+++ Records shown +++

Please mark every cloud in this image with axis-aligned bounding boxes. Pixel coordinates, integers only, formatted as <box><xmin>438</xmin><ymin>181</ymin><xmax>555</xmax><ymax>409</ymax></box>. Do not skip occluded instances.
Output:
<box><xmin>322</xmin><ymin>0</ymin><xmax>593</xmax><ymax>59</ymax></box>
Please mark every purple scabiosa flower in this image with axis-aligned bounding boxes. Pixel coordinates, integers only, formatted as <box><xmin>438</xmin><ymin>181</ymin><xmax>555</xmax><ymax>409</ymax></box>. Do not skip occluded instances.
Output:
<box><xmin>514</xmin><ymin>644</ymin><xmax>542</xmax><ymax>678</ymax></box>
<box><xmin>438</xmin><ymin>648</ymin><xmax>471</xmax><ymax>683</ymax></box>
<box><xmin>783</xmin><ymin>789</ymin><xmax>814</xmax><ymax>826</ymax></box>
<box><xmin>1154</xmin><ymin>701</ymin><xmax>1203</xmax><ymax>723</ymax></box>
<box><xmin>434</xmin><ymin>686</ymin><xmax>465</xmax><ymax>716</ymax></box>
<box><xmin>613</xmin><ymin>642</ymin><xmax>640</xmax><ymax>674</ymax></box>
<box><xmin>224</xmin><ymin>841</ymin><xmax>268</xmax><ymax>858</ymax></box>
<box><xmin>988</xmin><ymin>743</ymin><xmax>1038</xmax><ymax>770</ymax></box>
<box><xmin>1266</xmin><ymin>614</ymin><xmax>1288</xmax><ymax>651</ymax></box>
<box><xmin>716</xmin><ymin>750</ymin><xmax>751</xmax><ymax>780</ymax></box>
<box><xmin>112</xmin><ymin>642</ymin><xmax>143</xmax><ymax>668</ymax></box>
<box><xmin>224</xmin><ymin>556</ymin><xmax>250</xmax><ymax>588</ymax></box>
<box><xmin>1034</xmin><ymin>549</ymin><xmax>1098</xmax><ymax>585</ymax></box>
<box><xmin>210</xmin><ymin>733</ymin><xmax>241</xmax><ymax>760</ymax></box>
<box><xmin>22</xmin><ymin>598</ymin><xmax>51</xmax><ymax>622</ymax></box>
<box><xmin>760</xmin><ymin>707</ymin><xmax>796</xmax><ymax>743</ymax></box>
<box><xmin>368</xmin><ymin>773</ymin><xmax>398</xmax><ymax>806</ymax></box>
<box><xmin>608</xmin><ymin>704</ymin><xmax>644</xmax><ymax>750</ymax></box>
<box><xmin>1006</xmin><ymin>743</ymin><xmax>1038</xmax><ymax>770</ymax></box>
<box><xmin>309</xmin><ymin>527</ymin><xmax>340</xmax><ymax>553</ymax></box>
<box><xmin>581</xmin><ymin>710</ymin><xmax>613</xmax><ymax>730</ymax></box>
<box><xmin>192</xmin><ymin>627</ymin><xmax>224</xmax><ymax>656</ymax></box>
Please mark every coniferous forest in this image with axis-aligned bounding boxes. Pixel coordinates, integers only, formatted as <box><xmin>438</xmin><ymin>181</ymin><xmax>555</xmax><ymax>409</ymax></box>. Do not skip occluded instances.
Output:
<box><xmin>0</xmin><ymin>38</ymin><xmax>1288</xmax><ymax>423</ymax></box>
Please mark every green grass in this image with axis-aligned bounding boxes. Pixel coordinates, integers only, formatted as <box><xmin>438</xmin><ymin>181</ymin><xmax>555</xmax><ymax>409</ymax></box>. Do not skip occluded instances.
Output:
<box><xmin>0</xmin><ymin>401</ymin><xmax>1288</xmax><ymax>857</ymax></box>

+++

- What you should do
Quote all of the lines above word for word.

- Answer to this task
Please mark every cloud in this image with axis-aligned bounding boxes. Pixel coordinates, integers only, formatted as <box><xmin>438</xmin><ymin>181</ymin><xmax>555</xmax><ymax>409</ymax></box>. Do not skip occluded instances.
Output:
<box><xmin>322</xmin><ymin>0</ymin><xmax>593</xmax><ymax>59</ymax></box>
Please mark every purple scabiosa flower in this image with axis-aligned bounding boxes. Pixel coordinates, integers only, formatted as <box><xmin>438</xmin><ymin>181</ymin><xmax>555</xmax><ymax>409</ymax></box>. Do not skip occluded instances.
Output:
<box><xmin>514</xmin><ymin>644</ymin><xmax>542</xmax><ymax>678</ymax></box>
<box><xmin>438</xmin><ymin>648</ymin><xmax>471</xmax><ymax>683</ymax></box>
<box><xmin>783</xmin><ymin>789</ymin><xmax>814</xmax><ymax>826</ymax></box>
<box><xmin>1154</xmin><ymin>701</ymin><xmax>1203</xmax><ymax>723</ymax></box>
<box><xmin>434</xmin><ymin>686</ymin><xmax>465</xmax><ymax>716</ymax></box>
<box><xmin>613</xmin><ymin>642</ymin><xmax>640</xmax><ymax>674</ymax></box>
<box><xmin>224</xmin><ymin>841</ymin><xmax>268</xmax><ymax>858</ymax></box>
<box><xmin>988</xmin><ymin>743</ymin><xmax>1038</xmax><ymax>770</ymax></box>
<box><xmin>1266</xmin><ymin>614</ymin><xmax>1288</xmax><ymax>651</ymax></box>
<box><xmin>716</xmin><ymin>750</ymin><xmax>751</xmax><ymax>780</ymax></box>
<box><xmin>112</xmin><ymin>642</ymin><xmax>143</xmax><ymax>668</ymax></box>
<box><xmin>224</xmin><ymin>556</ymin><xmax>250</xmax><ymax>588</ymax></box>
<box><xmin>1034</xmin><ymin>549</ymin><xmax>1098</xmax><ymax>585</ymax></box>
<box><xmin>210</xmin><ymin>733</ymin><xmax>241</xmax><ymax>760</ymax></box>
<box><xmin>22</xmin><ymin>598</ymin><xmax>51</xmax><ymax>622</ymax></box>
<box><xmin>760</xmin><ymin>707</ymin><xmax>796</xmax><ymax>743</ymax></box>
<box><xmin>368</xmin><ymin>773</ymin><xmax>398</xmax><ymax>806</ymax></box>
<box><xmin>608</xmin><ymin>704</ymin><xmax>644</xmax><ymax>750</ymax></box>
<box><xmin>1006</xmin><ymin>743</ymin><xmax>1038</xmax><ymax>770</ymax></box>
<box><xmin>309</xmin><ymin>527</ymin><xmax>340</xmax><ymax>553</ymax></box>
<box><xmin>581</xmin><ymin>710</ymin><xmax>613</xmax><ymax>730</ymax></box>
<box><xmin>192</xmin><ymin>627</ymin><xmax>224</xmax><ymax>656</ymax></box>
Please mark every coniferous forest in this image with axis-aligned bounding boxes. Pixel coordinates, integers only, formatted as <box><xmin>438</xmin><ymin>181</ymin><xmax>555</xmax><ymax>409</ymax></box>. Do not skip occluded instances.
Output:
<box><xmin>0</xmin><ymin>38</ymin><xmax>1288</xmax><ymax>423</ymax></box>
Please mark every green grass in this image with axis-aligned bounding boxes. Pixel coordinates, integers only, formatted as <box><xmin>438</xmin><ymin>181</ymin><xmax>555</xmax><ymax>409</ymax></box>. Do not skip occluded instances.
Output:
<box><xmin>0</xmin><ymin>401</ymin><xmax>1288</xmax><ymax>857</ymax></box>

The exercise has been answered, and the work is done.